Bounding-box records
* * * *

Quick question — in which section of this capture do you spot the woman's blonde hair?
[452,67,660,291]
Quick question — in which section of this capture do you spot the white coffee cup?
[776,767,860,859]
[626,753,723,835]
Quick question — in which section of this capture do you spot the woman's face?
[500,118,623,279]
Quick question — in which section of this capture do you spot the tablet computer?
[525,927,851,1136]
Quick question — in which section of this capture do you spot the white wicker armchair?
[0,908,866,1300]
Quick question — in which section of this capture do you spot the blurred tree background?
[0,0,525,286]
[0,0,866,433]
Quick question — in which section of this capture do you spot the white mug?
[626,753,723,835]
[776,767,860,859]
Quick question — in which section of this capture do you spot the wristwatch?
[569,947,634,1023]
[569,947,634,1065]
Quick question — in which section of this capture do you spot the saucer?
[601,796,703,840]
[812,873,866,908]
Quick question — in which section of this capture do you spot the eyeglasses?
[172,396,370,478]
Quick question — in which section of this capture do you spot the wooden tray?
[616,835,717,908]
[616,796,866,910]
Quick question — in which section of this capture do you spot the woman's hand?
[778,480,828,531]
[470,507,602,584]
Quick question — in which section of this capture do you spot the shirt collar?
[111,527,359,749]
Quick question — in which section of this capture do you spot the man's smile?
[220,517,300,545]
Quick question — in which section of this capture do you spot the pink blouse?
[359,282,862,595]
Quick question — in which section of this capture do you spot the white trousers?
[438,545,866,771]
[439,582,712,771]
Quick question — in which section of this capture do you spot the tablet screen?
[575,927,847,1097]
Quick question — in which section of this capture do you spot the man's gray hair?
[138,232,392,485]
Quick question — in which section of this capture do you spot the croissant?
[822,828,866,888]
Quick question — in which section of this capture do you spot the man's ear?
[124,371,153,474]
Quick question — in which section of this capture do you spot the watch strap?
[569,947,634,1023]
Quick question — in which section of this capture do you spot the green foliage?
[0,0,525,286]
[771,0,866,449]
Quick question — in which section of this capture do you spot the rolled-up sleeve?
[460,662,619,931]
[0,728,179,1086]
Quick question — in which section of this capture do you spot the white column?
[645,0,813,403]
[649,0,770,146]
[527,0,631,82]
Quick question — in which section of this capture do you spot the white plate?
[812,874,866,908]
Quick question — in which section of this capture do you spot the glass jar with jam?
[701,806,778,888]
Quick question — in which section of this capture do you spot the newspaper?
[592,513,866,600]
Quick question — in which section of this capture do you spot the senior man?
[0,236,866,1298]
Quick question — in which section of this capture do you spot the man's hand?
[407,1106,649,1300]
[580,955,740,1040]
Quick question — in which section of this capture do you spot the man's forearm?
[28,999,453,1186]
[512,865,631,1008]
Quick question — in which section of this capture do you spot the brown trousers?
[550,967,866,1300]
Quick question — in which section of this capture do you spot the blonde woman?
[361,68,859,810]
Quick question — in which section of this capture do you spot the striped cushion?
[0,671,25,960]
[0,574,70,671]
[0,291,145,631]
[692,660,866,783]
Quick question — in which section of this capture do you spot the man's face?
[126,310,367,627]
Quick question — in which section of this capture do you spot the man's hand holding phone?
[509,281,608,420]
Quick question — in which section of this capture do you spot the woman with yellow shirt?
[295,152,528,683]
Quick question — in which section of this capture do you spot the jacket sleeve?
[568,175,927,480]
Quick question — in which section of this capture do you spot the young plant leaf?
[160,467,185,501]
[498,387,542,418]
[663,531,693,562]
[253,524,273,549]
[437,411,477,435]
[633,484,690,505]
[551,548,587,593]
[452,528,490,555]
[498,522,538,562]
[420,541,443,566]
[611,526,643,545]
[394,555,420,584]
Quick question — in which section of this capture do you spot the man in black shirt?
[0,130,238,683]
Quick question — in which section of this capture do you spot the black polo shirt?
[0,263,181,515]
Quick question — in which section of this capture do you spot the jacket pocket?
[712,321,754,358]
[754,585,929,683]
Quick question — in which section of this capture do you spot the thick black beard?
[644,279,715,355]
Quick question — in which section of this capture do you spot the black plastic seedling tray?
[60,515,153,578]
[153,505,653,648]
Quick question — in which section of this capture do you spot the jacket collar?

* * * *

● **Given problem**
Rewrite every line of the items above as a JSON list of strings, one string per line, leaving out blank lines.

● **In response**
[
  "Quick question — in which section of this capture do you spot the woman's blonde hair?",
  "[452,67,660,291]",
  "Quick question — in which section of this capture do you spot the white coffee cup?",
  "[776,767,860,859]",
  "[626,753,723,835]",
  "Quick question — in which section of this capture do you spot the woman's face?",
  "[500,118,623,279]",
  "Quick question — in which section of this capture do you spot the tablet computer?",
  "[525,927,851,1136]",
  "Quick question — in which section of this capture do you spot the white wicker armchair?",
  "[0,908,866,1300]",
  "Quick question — in which section of this capture do you spot the blurred tree background?",
  "[0,0,525,286]",
  "[0,0,866,433]",
  "Quick question — in which section of this capture do you spot the white mug?",
  "[626,753,723,835]",
  "[776,767,860,859]",
  "Quick question — in which section of this capture do you spot the wristwatch?",
  "[569,947,634,1023]",
  "[569,947,634,1065]",
  "Quick question — in which section of this capture do you spot the saucer?",
  "[601,796,703,840]",
  "[812,873,866,908]",
  "Quick question — in which section of this capture do you spot the eyeglasses?",
  "[172,396,370,478]",
  "Quick question — in which section of this capture do you spot the wooden tray?",
  "[616,835,717,908]",
  "[616,796,866,910]",
  "Quick question — in which section of this capture do you spot the woman's hand?",
  "[778,480,828,531]",
  "[470,507,602,584]",
  "Quick question — in which section of this capture do you spot the shirt collar?",
  "[111,527,359,749]",
  "Quick question — in which section of this capture do you spot the man's smile?",
  "[220,517,300,545]",
  "Quick question — in which section of this capture do you spot the pink blouse?",
  "[359,282,862,595]",
  "Quick question — in which section of this capture do you spot the white trousers?",
  "[438,545,866,771]",
  "[439,582,712,771]",
  "Quick question — in which section of this capture do you spot the tablet screen?",
  "[575,927,847,1097]",
  "Quick question — in which section of this capture do you spot the man's gray hair?",
  "[138,232,392,485]",
  "Quick question — in which section of this capture do you spot the croissant?",
  "[822,828,866,888]",
  "Quick question — in which section of this capture do you spot the man's ear?",
  "[124,371,153,474]",
  "Quick question — in which section of this capture do you spot the watch strap?",
  "[569,947,634,1023]",
  "Quick question — in which section of this capture do you spot the green foliage?",
  "[0,0,525,286]",
  "[771,0,866,449]",
  "Quick question — in which section of this capture do you spot the rolled-up sleeve?",
  "[460,662,619,931]",
  "[0,728,179,1086]",
  "Quick question — in which section of this capture do you spot the white column?",
  "[645,0,813,403]",
  "[649,0,770,146]",
  "[527,0,631,82]",
  "Quick question — in which section of this capture do you spot the white plate?",
  "[812,874,866,908]",
  "Quick question — in which section of this capture do you spot the glass jar with jam?",
  "[701,806,778,888]",
  "Quick question — in which section of this capture do you spot the newspaper?",
  "[592,513,866,600]",
  "Quick question — in which section of this capture do you spot the senior man?",
  "[0,236,866,1298]",
  "Quick question — in which section of this capture do you spot the man's hand?",
  "[407,1106,649,1300]",
  "[580,955,740,1040]",
  "Quick question — in which section of this capture do you spot the man's forearm?",
  "[28,999,453,1186]",
  "[512,865,631,1008]",
  "Quick question — in which section of this capture do you spot the brown trousers?",
  "[550,967,866,1300]",
  "Quick question — in which section of this capture do you spot the blonde woman?",
  "[361,68,859,810]",
  "Quick question — in which section of this capture do you spot the striped cushion?",
  "[0,671,25,960]",
  "[0,574,70,671]",
  "[0,291,145,631]",
  "[692,660,866,783]",
  "Quick question — in which section of this capture do you spot the man's face?",
  "[126,310,367,627]",
  "Quick question — in which section of this capture do you spot the man's hand holding phone?",
  "[509,281,608,420]",
  "Quick question — in which section of this capture do you spot the woman with yellow shirt?",
  "[295,152,528,683]",
  "Quick question — in which section of this capture do you spot the jacket sleeve?",
  "[568,175,927,480]",
  "Quick question — in which section of this capture do you spot the young plant leaf?",
  "[160,467,185,501]",
  "[498,387,542,418]",
  "[663,531,693,562]",
  "[253,524,273,549]",
  "[437,411,477,435]",
  "[633,484,690,505]",
  "[551,548,587,593]",
  "[452,528,490,555]",
  "[498,522,538,562]",
  "[420,541,443,566]",
  "[611,526,643,545]",
  "[394,555,420,584]",
  "Quick question — in which section of this capture do you spot the man in black shirt?",
  "[0,130,238,683]",
  "Quick question — in which section of this capture do you spot the black polo shirt?",
  "[0,263,181,515]",
  "Quick question — in which section of this capture do you spot the jacket pocket?",
  "[712,321,754,358]",
  "[754,585,929,683]",
  "Quick question — in which section of this capture do you spot the thick black beard?",
  "[644,279,715,355]",
  "Quick question — in which section of this capture do you spot the black plastic seedling tray?",
  "[60,515,153,578]",
  "[153,505,653,648]",
  "Quick question — in which section of this capture do you spot the jacket collar?"
]